SOURCE

"""

The problem with the Wall Street protesters is not that they are too radical; they only think they are radical. The problem is that they are too gullible; they are like sheep.

What makes the Augustinian Christian vision of the world superior is that, unlike the shallow, unrealistic Marxist view, it sees the problem of sin in every individual heart as the root cause of injustice. Therefore, any social arrangement that would be better than the status quo has to take account of the propensity to selfishness built into every single one of us. Ultimately that is why the shallow narrative of "big government good - big business bad" will never lead to a better world.

Only a social order that takes account of original sin and seeks to discipline the individual through civilizing social institutions in civil society (like the traditional family, the church, free markets and freely-embraced moral absolutes) can make a tolerably good society out of bad people. Parliamentary democracy, free enterprise and limited government informed by and based upon a Christian worldview including the Ten Commandments as the heart of morality have been proven beyond a shadow of a doubt to be the best possible set of social institutions for a civilized and prosperous society.

And all these moralistic, self-indulgent, "protesters" want to do is tear down and destroy these institutions in the name of a romantic, unrealizable, shallow Utopian vision of "peace, justice and the environment."

8 comments:

Gordonhackman said...

"What makes the Augustinian Christian vision of the world superior is that, unlike the shallow, unrealistic Marxist view, it sees the problem of sin in every individual heart as the root cause of injustice."

Agreed. The truth of this was recently brought home to me in part while discussing the issue of cynicism with my sister, and in part due to reading Gregory Wolfe's recent book "Beauty Will Save the World: Recovering the Human in an Ideological Age." It struck me that all ideologically driven points of view, on both the left and the right, always see the problem with the world as "those people over there," or "the system," or some other external condition. The fundamental problem is outside the self and if it could just be changed, then everything would be ok.

The Christian view, by contrast, understands that the problem with the world is the sin that is within me, as well as others. This should not only lead me to distrust utopian solutions to the world's problems, but also to mistrust my own tendency to see others as the problem while exempting myself.

I am reminded of G. K. Chesterton's profound two word response when he was asked by The Times newspaper to write an answer to the question "What's wrong with the world?"

Dear Sirs,

I am.

Yours Truly,

G. K. Chesteron

Craig Carter said...

Gordon,
That book sounds interesting. I looked it up on Amazon and the description sounds fascinating. The title is so Augustinian. And the contrast between ideology and culture/tradition sounds intriguing. Do you like the book? Assuming the answer is yes, what stood out about it to you?

Gordonhackman said...

Dr. Carter,

I like the book very much. For some time, I have been intuitively drawn to the notion that beauty has an important role to play in the Christian life and in the Christian response to modernity, for lack of a better way to put it. The title comes from a quote of Dostoyevsky, which was later re-quoted by Solzhenitsyn.

I like that Wolfe is a conservative who sees some problems with contemporary conservatism and is willing to point them out in a constructive and charitable way. I find his discussion of conservative responses to modern culture and the arts to be particularly enlightening. He argues that many contemporary conservatives have given up on contemporary western culture and that this has lead to a kind of philistinism and capitulation to the politicization of life. He also argues that they have become overly enamored of means and political power and have lost an understanding of the importance of ends. He sees the culture wars as having degenerated into a shouting match between two extremes that have both become overly ideological and have lost touch with the nourishing sources of culture. I feel like I've seen this too.

"""

ACTIONS TO TAKE
1. Retype the passage of the Wall Street protesters post between "Only a social" and "and prosperous society.", inclusive.
2. Answer these questions using the Wall Street protesters post:
(a) How many comments does the post list?
(b) Which newspaper asked G. K. Chesterton to answer the question "What's wrong with the world?"
(c) Whose quote supplied the title of the book "Beauty Will Save the World"?

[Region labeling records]
"""

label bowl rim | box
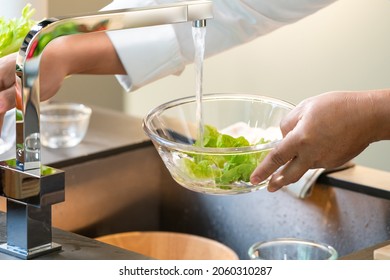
[248,237,339,260]
[142,93,295,154]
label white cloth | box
[103,0,336,91]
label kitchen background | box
[0,0,390,171]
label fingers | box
[0,86,16,114]
[250,132,296,184]
[268,157,309,192]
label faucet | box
[0,0,212,259]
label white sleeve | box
[100,0,336,91]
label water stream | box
[192,27,206,147]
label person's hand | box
[251,91,389,192]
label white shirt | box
[103,0,336,91]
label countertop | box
[0,212,150,260]
[42,104,151,168]
[0,107,151,260]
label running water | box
[192,27,206,147]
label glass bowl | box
[248,238,338,260]
[40,103,92,149]
[143,94,294,194]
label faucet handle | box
[0,159,65,206]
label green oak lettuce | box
[0,4,35,57]
[181,125,269,185]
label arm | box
[251,90,390,191]
[104,0,335,90]
[0,33,125,116]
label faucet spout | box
[16,0,212,170]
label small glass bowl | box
[40,103,92,149]
[143,94,294,194]
[248,238,338,260]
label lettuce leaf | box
[0,4,35,57]
[182,125,269,188]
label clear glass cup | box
[40,103,92,149]
[248,238,338,260]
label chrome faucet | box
[0,0,212,259]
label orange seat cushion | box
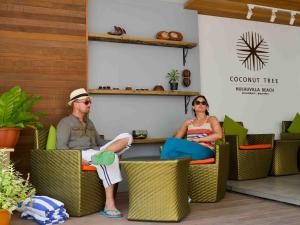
[190,158,216,165]
[81,165,97,171]
[240,144,272,150]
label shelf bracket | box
[184,96,191,114]
[182,48,189,66]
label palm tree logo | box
[236,32,270,71]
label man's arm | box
[56,120,71,149]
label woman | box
[161,95,223,160]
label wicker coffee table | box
[121,157,190,221]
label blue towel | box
[19,196,64,212]
[18,196,69,225]
[21,211,65,225]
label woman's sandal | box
[100,209,123,218]
[92,151,115,166]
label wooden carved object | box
[182,69,191,87]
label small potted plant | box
[0,151,35,225]
[167,69,179,91]
[0,86,45,148]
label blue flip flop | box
[92,151,115,166]
[99,209,123,218]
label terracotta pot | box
[0,209,10,225]
[0,128,21,148]
[170,83,178,91]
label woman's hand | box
[187,138,201,143]
[174,119,194,138]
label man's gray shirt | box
[56,115,105,149]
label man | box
[56,88,132,218]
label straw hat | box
[68,88,89,106]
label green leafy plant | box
[0,86,46,128]
[0,151,35,213]
[167,69,179,83]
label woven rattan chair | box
[271,140,300,176]
[280,121,300,140]
[31,130,105,216]
[225,122,274,180]
[121,159,189,221]
[189,144,229,202]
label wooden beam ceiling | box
[184,0,300,26]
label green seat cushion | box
[46,125,56,150]
[287,113,300,134]
[223,115,248,145]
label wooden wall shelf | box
[89,33,197,49]
[133,138,166,144]
[88,89,200,96]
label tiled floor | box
[227,174,300,206]
[11,192,300,225]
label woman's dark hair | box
[192,95,209,116]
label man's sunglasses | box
[78,100,92,105]
[194,100,207,106]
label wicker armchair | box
[121,158,190,222]
[225,122,274,180]
[280,121,300,140]
[188,144,229,202]
[31,130,105,216]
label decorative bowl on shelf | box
[132,130,148,139]
[153,84,165,91]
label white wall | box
[198,15,300,137]
[88,0,200,190]
[88,0,200,151]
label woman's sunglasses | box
[194,100,207,106]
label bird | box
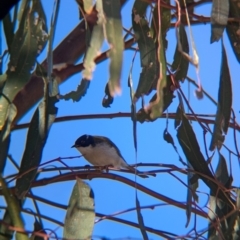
[72,134,156,178]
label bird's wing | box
[94,136,126,162]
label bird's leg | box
[99,165,113,173]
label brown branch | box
[25,171,207,218]
[13,0,129,122]
[13,112,240,131]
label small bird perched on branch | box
[72,134,156,178]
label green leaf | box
[137,75,175,123]
[0,209,14,240]
[210,0,229,43]
[0,103,17,173]
[0,0,47,130]
[149,32,167,119]
[82,0,105,80]
[60,79,90,102]
[135,195,149,240]
[226,0,240,63]
[102,0,124,96]
[102,83,113,108]
[16,97,57,199]
[0,73,7,89]
[185,163,198,227]
[172,24,189,81]
[3,13,14,52]
[209,44,232,151]
[151,0,171,45]
[208,152,232,239]
[215,153,229,186]
[175,106,232,206]
[63,178,95,239]
[0,175,28,240]
[30,218,47,240]
[132,0,159,100]
[83,0,93,14]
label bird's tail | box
[127,165,156,178]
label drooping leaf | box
[3,13,14,52]
[0,174,28,240]
[210,0,229,43]
[82,0,105,80]
[215,153,229,186]
[137,75,175,123]
[0,74,7,89]
[76,0,85,20]
[208,153,232,239]
[209,44,232,151]
[226,0,240,63]
[63,178,95,239]
[175,106,232,205]
[132,0,159,101]
[148,31,167,120]
[230,188,240,240]
[102,83,113,108]
[102,0,124,97]
[151,0,171,46]
[128,58,137,153]
[172,24,189,81]
[0,209,14,240]
[16,97,57,199]
[0,0,19,20]
[60,79,90,102]
[0,0,47,129]
[31,218,47,240]
[0,103,17,173]
[185,163,198,227]
[179,0,194,25]
[135,195,149,240]
[83,0,93,14]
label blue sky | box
[0,0,240,239]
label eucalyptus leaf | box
[82,13,104,80]
[3,13,14,52]
[0,0,48,130]
[137,75,175,123]
[211,0,229,43]
[226,0,240,63]
[83,0,93,14]
[132,0,159,101]
[209,44,232,151]
[16,98,57,199]
[60,79,90,102]
[175,106,232,206]
[102,0,124,97]
[135,195,149,240]
[102,83,113,108]
[63,178,95,239]
[172,24,189,81]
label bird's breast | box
[77,145,125,169]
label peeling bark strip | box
[210,0,229,43]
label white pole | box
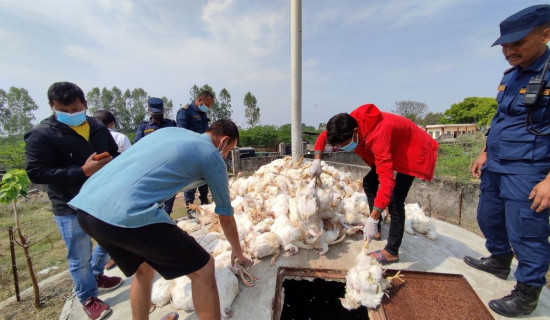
[290,0,302,163]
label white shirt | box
[109,129,132,153]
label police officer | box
[464,4,550,317]
[134,97,176,214]
[176,91,218,217]
[134,97,176,143]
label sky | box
[0,0,544,127]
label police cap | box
[491,4,550,47]
[147,97,164,113]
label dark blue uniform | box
[176,101,210,204]
[134,119,176,143]
[176,102,210,133]
[478,48,550,287]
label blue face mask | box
[55,110,86,127]
[340,134,359,151]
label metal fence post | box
[8,227,21,301]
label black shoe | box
[464,254,514,280]
[489,282,542,318]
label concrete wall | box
[234,152,482,235]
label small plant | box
[0,169,40,308]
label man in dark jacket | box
[25,82,122,319]
[176,91,218,217]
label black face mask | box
[151,113,164,121]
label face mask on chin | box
[217,139,229,158]
[55,110,86,127]
[199,104,208,113]
[151,113,164,121]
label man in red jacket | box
[310,104,439,264]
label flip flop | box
[160,312,180,320]
[369,250,399,266]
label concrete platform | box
[59,220,550,320]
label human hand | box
[363,217,379,242]
[472,151,487,179]
[309,159,321,177]
[231,252,254,268]
[82,152,113,177]
[529,177,550,212]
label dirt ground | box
[0,273,73,320]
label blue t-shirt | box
[69,128,233,228]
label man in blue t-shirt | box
[69,120,251,319]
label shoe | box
[489,282,542,318]
[187,209,197,219]
[464,254,514,280]
[97,274,122,291]
[82,297,111,320]
[105,259,116,270]
[160,312,180,320]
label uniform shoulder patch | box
[504,67,516,74]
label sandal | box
[160,312,180,320]
[369,250,399,266]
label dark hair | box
[94,110,116,126]
[197,90,214,100]
[48,82,86,106]
[206,119,239,143]
[327,113,358,145]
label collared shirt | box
[176,102,210,133]
[69,128,233,228]
[486,49,550,174]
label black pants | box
[363,166,414,256]
[184,184,208,204]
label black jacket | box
[25,115,118,216]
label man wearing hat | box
[134,97,176,143]
[176,91,218,218]
[134,97,176,214]
[464,4,550,317]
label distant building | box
[426,123,479,140]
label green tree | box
[243,91,260,127]
[445,97,497,127]
[126,88,148,131]
[239,125,279,149]
[0,87,38,136]
[160,96,174,119]
[421,112,445,126]
[0,169,40,308]
[392,100,428,123]
[208,88,233,121]
[86,86,148,134]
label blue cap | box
[491,4,550,47]
[147,97,164,113]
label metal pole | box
[290,0,302,163]
[8,227,21,301]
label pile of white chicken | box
[152,157,440,317]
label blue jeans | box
[55,214,110,303]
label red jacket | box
[315,104,439,210]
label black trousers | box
[363,166,414,255]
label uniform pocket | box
[519,209,550,238]
[498,135,535,160]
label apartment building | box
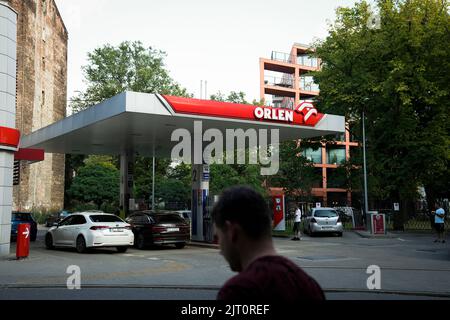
[259,43,358,206]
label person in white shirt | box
[291,206,302,241]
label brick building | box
[4,0,68,210]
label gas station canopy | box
[20,91,345,157]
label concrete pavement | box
[0,230,450,300]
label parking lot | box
[0,227,450,300]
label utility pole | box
[200,80,203,99]
[362,110,369,214]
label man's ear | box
[225,221,241,243]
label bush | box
[69,200,98,212]
[31,207,60,224]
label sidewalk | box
[187,240,219,249]
[351,230,398,239]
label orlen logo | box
[253,101,323,126]
[295,101,323,126]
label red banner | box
[372,214,385,234]
[272,196,284,229]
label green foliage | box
[67,163,119,208]
[315,0,450,216]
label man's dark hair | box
[212,186,272,240]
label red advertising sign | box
[372,214,385,234]
[16,223,31,259]
[272,196,285,230]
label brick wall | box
[7,0,68,210]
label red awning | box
[14,149,44,162]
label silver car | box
[303,208,344,237]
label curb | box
[352,230,398,239]
[187,241,219,249]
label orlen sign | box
[161,95,324,126]
[254,102,323,126]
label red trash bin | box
[16,223,31,259]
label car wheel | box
[45,233,55,250]
[135,233,145,250]
[175,242,186,249]
[76,235,87,253]
[116,247,128,253]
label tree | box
[67,162,120,209]
[315,0,450,228]
[210,91,264,106]
[70,41,192,112]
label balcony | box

"""

TASK ANSWERS
1.
Only a social order that takes account of original sin and seeks to discipline the individual through civilizing social institutions in civil society (like the traditional family, the church, free markets and freely-embraced moral absolutes) can make a tolerably good society out of bad people. Parliamentary democracy, free enterprise and limited government informed by and based upon a Christian worldview including the Ten Commandments as the heart of morality have been proven beyond a shadow of a doubt to be the best possible set of social institutions for a civilized and prosperous society.

2.
(a) 8
(b) The Times
(c) Dostoyevsky's